(Referring expression pointing data)
* * * *

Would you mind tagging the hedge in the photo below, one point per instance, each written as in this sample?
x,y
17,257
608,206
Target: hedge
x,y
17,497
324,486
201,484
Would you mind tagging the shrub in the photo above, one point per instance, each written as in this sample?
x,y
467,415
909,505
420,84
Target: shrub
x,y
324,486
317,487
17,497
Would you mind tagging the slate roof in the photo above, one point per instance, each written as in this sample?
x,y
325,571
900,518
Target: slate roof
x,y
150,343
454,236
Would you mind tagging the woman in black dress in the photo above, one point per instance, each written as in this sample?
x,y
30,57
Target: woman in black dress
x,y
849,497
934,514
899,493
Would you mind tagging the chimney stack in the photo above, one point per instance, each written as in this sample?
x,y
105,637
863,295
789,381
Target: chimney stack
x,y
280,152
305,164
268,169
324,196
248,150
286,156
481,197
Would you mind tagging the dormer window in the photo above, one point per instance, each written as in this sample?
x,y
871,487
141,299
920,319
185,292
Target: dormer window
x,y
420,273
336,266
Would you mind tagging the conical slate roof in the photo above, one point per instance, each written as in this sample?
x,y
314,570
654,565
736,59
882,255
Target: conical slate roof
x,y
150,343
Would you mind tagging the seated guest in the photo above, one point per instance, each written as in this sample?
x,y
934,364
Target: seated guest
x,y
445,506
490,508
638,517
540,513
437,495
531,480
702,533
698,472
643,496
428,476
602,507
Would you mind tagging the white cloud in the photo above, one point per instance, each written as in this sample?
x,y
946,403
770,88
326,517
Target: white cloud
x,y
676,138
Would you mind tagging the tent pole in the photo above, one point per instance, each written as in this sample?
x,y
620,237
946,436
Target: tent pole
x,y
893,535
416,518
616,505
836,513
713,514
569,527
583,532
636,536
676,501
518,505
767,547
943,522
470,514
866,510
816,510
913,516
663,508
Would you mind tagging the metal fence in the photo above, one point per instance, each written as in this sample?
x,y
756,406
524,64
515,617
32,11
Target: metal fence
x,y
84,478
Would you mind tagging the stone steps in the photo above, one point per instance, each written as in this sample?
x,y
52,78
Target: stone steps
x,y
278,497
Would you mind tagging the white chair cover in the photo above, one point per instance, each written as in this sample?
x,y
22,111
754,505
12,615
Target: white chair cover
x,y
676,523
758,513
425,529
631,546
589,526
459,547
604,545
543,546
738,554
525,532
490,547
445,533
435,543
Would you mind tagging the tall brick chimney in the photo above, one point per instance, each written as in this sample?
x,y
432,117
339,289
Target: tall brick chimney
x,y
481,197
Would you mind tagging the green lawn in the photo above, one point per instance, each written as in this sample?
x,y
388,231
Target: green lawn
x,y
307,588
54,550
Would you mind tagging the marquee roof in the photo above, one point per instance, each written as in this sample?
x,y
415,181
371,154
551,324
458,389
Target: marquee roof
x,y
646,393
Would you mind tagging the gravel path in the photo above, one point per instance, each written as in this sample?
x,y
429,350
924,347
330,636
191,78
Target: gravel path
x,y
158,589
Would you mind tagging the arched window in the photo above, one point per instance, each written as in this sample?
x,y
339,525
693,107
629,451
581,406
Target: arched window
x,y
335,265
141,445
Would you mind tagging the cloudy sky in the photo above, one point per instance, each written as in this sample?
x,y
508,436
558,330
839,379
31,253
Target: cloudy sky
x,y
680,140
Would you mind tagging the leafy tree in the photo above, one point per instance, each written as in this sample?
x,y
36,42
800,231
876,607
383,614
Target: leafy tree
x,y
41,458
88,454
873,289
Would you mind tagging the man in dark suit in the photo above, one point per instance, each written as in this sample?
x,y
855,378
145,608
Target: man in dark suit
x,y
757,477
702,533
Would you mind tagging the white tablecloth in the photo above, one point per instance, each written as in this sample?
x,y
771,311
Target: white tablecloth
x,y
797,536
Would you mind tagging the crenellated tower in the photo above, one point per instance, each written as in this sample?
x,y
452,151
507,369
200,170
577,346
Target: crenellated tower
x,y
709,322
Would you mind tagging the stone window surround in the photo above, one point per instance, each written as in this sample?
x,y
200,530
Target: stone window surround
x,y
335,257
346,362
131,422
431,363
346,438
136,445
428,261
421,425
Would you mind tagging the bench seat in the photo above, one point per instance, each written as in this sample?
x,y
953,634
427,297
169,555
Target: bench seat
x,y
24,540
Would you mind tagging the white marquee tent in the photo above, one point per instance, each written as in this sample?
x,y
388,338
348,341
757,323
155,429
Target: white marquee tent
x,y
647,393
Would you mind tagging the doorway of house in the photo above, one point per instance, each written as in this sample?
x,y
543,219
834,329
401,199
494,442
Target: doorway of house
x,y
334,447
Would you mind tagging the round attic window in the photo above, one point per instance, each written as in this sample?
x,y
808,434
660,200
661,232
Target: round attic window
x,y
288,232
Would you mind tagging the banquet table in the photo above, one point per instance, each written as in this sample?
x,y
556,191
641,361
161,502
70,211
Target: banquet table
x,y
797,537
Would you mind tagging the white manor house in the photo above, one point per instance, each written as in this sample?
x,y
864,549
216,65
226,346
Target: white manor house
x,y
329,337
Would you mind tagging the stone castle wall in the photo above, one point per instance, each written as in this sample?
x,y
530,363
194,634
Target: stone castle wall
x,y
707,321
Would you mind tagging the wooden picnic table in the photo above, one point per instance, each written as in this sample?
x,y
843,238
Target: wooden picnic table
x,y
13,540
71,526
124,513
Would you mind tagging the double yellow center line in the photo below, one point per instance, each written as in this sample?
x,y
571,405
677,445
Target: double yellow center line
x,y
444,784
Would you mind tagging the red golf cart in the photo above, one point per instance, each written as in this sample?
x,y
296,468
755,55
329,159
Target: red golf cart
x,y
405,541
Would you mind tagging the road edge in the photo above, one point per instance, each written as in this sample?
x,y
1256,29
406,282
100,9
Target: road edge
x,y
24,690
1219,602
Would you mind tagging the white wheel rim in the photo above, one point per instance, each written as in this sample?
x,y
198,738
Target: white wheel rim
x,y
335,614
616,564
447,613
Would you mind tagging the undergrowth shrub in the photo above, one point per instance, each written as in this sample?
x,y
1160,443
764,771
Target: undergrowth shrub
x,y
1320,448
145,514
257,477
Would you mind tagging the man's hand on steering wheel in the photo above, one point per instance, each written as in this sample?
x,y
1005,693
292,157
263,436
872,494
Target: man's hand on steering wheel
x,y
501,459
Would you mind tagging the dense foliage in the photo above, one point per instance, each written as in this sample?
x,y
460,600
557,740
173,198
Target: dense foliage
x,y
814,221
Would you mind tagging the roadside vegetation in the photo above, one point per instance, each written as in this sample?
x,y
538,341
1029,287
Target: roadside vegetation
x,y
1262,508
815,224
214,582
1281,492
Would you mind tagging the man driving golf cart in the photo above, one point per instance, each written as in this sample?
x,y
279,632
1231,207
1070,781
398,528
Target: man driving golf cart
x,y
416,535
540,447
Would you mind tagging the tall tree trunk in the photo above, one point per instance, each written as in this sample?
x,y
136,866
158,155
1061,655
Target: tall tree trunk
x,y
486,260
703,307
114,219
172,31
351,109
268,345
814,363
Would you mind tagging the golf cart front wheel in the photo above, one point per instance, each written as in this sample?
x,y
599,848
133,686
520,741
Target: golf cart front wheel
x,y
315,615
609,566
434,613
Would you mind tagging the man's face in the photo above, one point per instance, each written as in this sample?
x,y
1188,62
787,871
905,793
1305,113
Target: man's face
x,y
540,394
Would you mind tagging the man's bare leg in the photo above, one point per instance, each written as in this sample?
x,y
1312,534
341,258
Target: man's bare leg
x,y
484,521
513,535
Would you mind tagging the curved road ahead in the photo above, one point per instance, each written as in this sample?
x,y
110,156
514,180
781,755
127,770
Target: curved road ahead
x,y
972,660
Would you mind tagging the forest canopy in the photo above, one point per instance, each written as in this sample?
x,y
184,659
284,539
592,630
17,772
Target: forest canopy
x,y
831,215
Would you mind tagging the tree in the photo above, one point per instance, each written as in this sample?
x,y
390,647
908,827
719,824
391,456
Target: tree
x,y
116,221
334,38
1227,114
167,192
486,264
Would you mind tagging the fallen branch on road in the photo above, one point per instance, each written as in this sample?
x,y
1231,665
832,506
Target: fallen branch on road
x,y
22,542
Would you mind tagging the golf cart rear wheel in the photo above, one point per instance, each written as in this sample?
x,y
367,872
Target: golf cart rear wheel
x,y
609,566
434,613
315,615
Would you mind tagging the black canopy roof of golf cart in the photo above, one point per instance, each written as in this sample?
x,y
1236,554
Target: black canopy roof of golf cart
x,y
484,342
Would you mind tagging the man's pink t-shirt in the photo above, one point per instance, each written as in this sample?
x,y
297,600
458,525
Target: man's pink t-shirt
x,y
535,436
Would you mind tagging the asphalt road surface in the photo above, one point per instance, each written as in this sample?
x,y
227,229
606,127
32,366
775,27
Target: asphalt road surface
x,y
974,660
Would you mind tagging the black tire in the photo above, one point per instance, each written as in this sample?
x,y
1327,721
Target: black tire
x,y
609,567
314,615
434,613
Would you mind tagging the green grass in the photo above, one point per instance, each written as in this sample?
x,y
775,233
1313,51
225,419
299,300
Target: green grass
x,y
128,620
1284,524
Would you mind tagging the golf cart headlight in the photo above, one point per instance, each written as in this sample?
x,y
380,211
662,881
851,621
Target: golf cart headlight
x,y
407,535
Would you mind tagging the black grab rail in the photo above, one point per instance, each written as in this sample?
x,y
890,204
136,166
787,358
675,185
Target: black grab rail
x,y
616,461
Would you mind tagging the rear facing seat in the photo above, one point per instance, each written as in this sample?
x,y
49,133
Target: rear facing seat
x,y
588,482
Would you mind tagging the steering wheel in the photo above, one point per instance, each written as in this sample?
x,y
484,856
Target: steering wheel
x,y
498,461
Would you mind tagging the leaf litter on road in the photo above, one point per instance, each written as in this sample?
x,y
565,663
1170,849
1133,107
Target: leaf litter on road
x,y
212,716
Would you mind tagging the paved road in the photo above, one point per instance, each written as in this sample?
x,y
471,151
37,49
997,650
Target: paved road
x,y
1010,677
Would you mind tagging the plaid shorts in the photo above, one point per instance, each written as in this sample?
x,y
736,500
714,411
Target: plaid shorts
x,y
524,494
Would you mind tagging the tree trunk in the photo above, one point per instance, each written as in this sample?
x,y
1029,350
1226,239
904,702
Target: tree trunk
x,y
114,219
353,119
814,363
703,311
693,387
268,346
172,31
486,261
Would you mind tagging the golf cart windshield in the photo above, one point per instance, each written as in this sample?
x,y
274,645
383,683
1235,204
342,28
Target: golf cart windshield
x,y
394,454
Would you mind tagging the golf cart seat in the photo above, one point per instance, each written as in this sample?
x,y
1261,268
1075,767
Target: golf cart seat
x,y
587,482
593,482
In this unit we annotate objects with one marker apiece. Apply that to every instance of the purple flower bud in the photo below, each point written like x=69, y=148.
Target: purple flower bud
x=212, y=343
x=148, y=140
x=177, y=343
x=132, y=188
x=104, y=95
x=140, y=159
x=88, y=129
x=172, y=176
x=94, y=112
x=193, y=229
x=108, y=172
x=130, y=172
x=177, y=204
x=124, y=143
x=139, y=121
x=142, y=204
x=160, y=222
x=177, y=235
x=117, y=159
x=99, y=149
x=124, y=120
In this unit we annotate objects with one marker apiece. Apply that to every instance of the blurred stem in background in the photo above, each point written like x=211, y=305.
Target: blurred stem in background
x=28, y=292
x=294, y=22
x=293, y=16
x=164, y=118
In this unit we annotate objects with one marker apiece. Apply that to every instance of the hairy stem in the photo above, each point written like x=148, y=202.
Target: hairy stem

* * * *

■ Activity
Copy out each line in the preceding records that contains "like".

■ Solved exercise
In this unit we annotate objects with one marker apiece. Apply that to every instance of the purple flower bud in the photo below, each point written like x=69, y=148.
In this unit we annotate objects with one marker apiece. Apply that to every instance of the blurred stem in background in the photo above, each point written like x=211, y=305.
In this unit we annotate objects with one marker apiece. Apply that to every instance of the hairy stem in the photo above, each point written like x=148, y=202.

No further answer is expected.